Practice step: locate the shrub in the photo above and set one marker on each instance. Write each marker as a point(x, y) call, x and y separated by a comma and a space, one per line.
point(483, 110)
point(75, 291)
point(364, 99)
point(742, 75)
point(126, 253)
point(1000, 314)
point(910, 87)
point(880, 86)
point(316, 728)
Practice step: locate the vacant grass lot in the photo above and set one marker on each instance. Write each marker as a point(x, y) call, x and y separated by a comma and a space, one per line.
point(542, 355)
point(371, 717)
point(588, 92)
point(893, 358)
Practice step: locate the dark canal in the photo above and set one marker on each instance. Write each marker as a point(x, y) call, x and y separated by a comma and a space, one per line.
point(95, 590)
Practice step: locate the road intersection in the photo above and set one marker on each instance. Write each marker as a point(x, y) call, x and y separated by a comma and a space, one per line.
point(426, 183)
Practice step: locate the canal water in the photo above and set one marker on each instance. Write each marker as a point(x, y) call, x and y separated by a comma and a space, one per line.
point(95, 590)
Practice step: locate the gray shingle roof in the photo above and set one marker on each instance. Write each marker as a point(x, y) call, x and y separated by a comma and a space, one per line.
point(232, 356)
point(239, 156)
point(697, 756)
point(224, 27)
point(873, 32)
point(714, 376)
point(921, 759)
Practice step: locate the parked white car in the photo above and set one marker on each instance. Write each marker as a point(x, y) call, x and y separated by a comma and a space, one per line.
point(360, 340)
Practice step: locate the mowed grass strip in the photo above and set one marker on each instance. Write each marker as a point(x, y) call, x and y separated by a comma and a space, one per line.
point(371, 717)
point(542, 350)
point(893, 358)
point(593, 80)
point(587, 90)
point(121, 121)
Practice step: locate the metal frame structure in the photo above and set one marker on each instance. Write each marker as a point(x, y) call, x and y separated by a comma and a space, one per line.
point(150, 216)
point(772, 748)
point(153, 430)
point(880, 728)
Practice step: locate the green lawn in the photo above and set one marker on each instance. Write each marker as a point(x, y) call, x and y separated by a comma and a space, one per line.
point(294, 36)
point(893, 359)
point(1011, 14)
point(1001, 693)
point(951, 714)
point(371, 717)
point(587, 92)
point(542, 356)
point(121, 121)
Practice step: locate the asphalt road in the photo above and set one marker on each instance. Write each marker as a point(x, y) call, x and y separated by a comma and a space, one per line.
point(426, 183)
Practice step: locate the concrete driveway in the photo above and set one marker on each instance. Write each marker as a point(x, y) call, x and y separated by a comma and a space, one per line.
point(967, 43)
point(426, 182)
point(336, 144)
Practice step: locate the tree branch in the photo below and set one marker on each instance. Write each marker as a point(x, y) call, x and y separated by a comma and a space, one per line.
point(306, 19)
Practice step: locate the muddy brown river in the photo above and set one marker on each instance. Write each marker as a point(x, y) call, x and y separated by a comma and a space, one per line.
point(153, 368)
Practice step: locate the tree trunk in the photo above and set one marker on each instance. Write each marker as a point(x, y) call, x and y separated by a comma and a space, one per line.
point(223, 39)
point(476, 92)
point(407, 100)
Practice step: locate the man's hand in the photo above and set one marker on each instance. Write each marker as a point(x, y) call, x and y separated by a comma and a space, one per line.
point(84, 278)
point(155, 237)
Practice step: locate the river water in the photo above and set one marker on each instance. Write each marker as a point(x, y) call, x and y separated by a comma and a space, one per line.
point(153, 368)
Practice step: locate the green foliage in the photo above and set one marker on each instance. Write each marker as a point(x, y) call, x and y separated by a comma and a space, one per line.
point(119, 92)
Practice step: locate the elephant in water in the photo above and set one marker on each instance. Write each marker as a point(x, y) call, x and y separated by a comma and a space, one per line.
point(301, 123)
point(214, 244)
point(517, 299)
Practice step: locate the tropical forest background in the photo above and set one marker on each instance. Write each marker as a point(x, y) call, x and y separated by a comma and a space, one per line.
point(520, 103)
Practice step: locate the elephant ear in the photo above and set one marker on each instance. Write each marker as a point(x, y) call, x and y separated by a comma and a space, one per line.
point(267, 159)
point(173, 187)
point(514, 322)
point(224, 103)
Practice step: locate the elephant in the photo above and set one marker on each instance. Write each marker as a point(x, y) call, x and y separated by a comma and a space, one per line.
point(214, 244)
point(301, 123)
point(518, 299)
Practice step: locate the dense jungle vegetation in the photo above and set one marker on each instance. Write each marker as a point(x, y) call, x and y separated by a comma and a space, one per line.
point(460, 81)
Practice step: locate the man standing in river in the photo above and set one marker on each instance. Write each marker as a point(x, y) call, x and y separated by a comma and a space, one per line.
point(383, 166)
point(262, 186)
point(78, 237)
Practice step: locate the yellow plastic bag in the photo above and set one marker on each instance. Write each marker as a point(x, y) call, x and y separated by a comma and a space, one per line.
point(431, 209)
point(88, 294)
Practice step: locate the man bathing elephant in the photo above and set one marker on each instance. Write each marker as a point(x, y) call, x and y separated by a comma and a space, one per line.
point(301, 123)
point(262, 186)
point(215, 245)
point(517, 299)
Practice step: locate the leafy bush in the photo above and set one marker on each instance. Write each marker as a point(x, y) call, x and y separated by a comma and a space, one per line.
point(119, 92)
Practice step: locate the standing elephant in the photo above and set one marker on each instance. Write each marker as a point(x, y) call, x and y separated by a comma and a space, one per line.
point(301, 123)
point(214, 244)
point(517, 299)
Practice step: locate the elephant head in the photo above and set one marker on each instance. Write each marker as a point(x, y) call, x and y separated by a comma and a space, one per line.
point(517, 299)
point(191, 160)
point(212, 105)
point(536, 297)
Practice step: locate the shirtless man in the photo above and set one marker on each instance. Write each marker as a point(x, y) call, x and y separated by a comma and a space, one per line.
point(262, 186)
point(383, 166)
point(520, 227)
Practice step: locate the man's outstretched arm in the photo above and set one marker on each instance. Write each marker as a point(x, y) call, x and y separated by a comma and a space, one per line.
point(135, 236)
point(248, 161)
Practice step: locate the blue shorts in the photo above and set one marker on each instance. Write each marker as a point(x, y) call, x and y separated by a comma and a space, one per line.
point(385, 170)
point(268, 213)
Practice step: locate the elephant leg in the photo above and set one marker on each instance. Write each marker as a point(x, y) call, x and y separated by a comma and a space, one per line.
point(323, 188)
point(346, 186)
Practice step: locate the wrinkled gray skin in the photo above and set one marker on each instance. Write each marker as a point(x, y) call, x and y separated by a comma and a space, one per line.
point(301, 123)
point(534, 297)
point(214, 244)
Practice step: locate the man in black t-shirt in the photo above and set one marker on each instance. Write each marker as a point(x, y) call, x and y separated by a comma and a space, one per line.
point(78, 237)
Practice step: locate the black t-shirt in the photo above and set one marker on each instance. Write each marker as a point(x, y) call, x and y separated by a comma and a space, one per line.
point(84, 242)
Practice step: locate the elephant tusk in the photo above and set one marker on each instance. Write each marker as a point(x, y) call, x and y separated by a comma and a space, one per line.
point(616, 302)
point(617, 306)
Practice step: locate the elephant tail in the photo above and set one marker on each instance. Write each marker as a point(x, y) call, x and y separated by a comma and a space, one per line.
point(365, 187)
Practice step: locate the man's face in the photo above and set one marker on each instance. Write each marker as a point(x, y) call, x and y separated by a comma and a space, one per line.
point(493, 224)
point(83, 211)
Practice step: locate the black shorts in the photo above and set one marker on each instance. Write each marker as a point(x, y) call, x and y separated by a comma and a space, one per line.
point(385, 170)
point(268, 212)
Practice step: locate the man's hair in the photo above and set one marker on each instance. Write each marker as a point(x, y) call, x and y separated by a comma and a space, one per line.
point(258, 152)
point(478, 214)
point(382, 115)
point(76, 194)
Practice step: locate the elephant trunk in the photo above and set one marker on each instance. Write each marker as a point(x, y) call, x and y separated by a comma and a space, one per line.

====

WHAT TO WORK ON: Make a verbatim transcription of all the material.

ANSWER TO THIS EXERCISE:
Practice step: locate the shrub in the photo above and set one marker on each instance. Write each marker as a point(x, y) call, x and y separated by a comma and a space, one per line.
point(483, 110)
point(75, 291)
point(364, 99)
point(742, 75)
point(126, 253)
point(1000, 314)
point(910, 87)
point(880, 86)
point(316, 728)
Practice step: locate the vacant grass lot in the photo above and set one marker on each instance. Write each marker as a point(x, y) call, x and y separated by a comma and a space, one per line.
point(542, 355)
point(371, 717)
point(588, 92)
point(893, 358)
Practice step: locate the dark canal in the photo above and set one marker on each instance. Write each marker as a point(x, y) call, x and y separated by a comma and a space, one per line.
point(95, 590)
Practice step: locate the road intersection in the photo above and set one marker on each instance. Write each marker as a point(x, y) call, x and y separated by a comma and a space, one per line.
point(426, 183)
Practice step: locate the canal water in the photo above and set one marker on each instance. Write each marker as a point(x, y) call, x and y separated by a comma and a space, one per line.
point(95, 590)
Practice step: locate the gray shingle roof in the photo above and set one marker on each instance. Write each marker as a point(x, y) call, x and y separated by a comma and a space, one per line.
point(232, 356)
point(239, 156)
point(697, 756)
point(224, 27)
point(873, 32)
point(714, 376)
point(921, 759)
Practice step: locate the parked white car in the photo above and set one marker on each instance. Write each marker as a point(x, y) call, x and y separated by a comma and a space, one per line.
point(360, 340)
Practice step: locate the mowed grass strip in the photo above and set one marker on each instance. Write each marker as a point(x, y) call, x and y separated by a comma and a space, one per line.
point(371, 717)
point(542, 350)
point(893, 358)
point(593, 80)
point(587, 90)
point(121, 121)
Practice step: locate the metal frame structure in the photo above and set one marker on each instance. Write each marker as a point(x, y) call, x and y separated by a comma and a space, one per line.
point(150, 216)
point(772, 748)
point(153, 430)
point(880, 728)
Practice step: locate the green lawn in the photo above and set one marker on each instance. Write each marker as a point(x, y) call, x and y separated by a comma and a space, one per line.
point(294, 36)
point(893, 359)
point(1011, 14)
point(1001, 693)
point(951, 714)
point(371, 717)
point(587, 92)
point(542, 356)
point(121, 121)
Practice step: locate the asphalt road in the photo above and set one marker on each instance. Write each marker as a point(x, y) call, x and y separated by a comma and a space, one per line.
point(426, 183)
Practice step: locate the concrete driveway in the photo above and set one marker on each instance. Write each marker as a point(x, y) call, x and y separated by a comma and a space, one per line.
point(967, 43)
point(426, 182)
point(336, 144)
Practice step: locate the tree branch in the photo below and set one marker on each instance. Write each marker as a point(x, y) call, x and y separated by a comma and a space, one per line.
point(306, 19)
Practice step: locate the muddy brown river in the photo above and set one marker on each instance. Write each marker as a point(x, y) call, x and y separated by a comma and a space, one per line.
point(153, 368)
Practice step: locate the tree trunk in the photo above and set one marker on each instance. Write each marker as a point(x, y) call, x and y separated by a comma and a space, one per line.
point(223, 39)
point(476, 92)
point(407, 100)
Practice step: locate the man's hand in the photo above and set one marker on each instance. Write each marker as a point(x, y) call, x and y separated by a comma and a space, one per line.
point(84, 278)
point(155, 237)
Practice step: locate the river water in the photo above and set one marker on each instance. Write each marker as a point(x, y) call, x and y separated by a comma and a space, one per line.
point(153, 368)
Practice step: locate the green foliage in the photo above and set one marker on each instance. Write each marker as a point(x, y) call, x and y separated by a comma and a space, one per line.
point(119, 92)
Practice step: locate the elephant in water in the photo above and set one marker on each instance. Write each marker as a point(x, y) call, x and y separated by a comma and a space, one per line.
point(301, 123)
point(214, 244)
point(517, 299)
Practice step: locate the tropical forest background in the photo above and set one marker on each instance. Write each marker as a point(x, y) call, x and y separated by a comma and a space, one per line.
point(520, 103)
Practice step: locate the elephant ear in the photo above and set one marker on each instance. Write each marker as a point(x, y) call, x and y separated by a comma and a space, one per line.
point(267, 159)
point(173, 187)
point(514, 322)
point(224, 103)
Practice step: locate the elephant in the photo above and set one marker on each instance. Write each marker as a point(x, y) call, x and y separated by a comma and a space, one per line.
point(214, 244)
point(301, 123)
point(518, 299)
Practice step: locate the dense jungle vegetation in the photo above and set one marker on each instance. Write each marker as a point(x, y) call, x and y separated by a comma and a space, one per line.
point(460, 81)
Practice step: locate the man standing in river in the photo above and set one marker on each instance. Write each marker as a point(x, y) call, x and y separated by a comma and a space, one per line.
point(383, 166)
point(262, 186)
point(78, 237)
Practice step: locate the yellow plastic bag in the photo above and set one marker on each instance. Write each marker as a point(x, y) call, x and y separated by a comma and a space, one per line.
point(431, 209)
point(88, 294)
Practice step: locate the man bathing elephant in the photo above and set one marker on each instance. Write each marker as a point(x, y) call, x and y separated by a comma and a space, one per line.
point(301, 123)
point(262, 186)
point(215, 245)
point(517, 299)
Practice step: locate the leafy bush in the photo above and set one marker on each instance. Write each marker as a point(x, y) call, x and y separated by a comma and a space, one per line.
point(119, 92)
Practice step: locate the standing elephant in the photo above and set one marker on each instance. Write each marker as a point(x, y) call, x and y separated by a comma and a space, one per line.
point(301, 123)
point(214, 244)
point(517, 299)
Practice step: locate the elephant head in the photo above and set one marker on each instance. Write each marker as a point(x, y) call, x and y separated by a comma and a space, one per line.
point(517, 299)
point(191, 160)
point(212, 105)
point(536, 297)
Practice step: locate the shirtless man in the photo above and set one marker on each instance. Write each marker as a point(x, y) call, x and y separated by a comma and a space, one per line.
point(262, 186)
point(383, 166)
point(520, 227)
Practice step: locate the man's outstretched arm in the photo above and set one marker on each instance. Write each marker as a point(x, y) call, x and y separated by a comma and a space, one per line.
point(135, 236)
point(248, 161)
Practice step: locate the blue shorts in the photo above and set one marker on each instance. Write each marker as a point(x, y) call, x and y separated by a comma and a space, one per line.
point(385, 170)
point(268, 213)
Practice step: locate the elephant leg in the photo above and set one marker on each instance. Write each marker as a point(x, y) call, x and y separated by a comma and a space, one per line.
point(323, 188)
point(346, 186)
Practice step: locate the wrinkled gray skin in the photo above and set one marker on each instance. Write each marker as a point(x, y) call, x and y separated by a comma and a space, one per line.
point(301, 123)
point(534, 297)
point(214, 244)
Practice step: locate the man in black t-shirt in the photo above and set one marker on each instance. Write each marker as a point(x, y) call, x and y separated by a comma and a space, one per line.
point(78, 237)
Practice step: locate the black t-shirt in the photo above and set one marker on each instance. Write each marker as a point(x, y) call, x and y separated by a comma and a space, one per line.
point(84, 242)
Practice step: locate the elephant tusk in the photo above and set one marker on each instance. Write each marker as a point(x, y) call, x and y separated by a comma and a space, one per line.
point(616, 302)
point(617, 306)
Practice step: locate the elephant tail in the photo above and set one marker on each instance. Write each marker as a point(x, y) call, x and y separated by a comma and a space, one per line.
point(365, 187)
Practice step: locate the man's face in the photo above and set one marker on each instance. Write each marker as a point(x, y) call, x and y separated by a comma and a space, one per line.
point(493, 224)
point(83, 211)
Practice step: locate the black shorts in the photo above and set one marker on each instance. Write each marker as a point(x, y) call, x and y separated by a comma and a space, one per line.
point(385, 170)
point(268, 212)
Practice step: locate the man's hair in the photo above and set one marker on each instance. Write each marker as a point(x, y) call, x and y separated by a comma and a space, one per line.
point(258, 152)
point(478, 214)
point(382, 115)
point(76, 194)
Practice step: locate the elephant trunk in the photo above and set one marker on each instance. Write each marker as a point(x, y) call, x and y separated by a comma and a space, one per line.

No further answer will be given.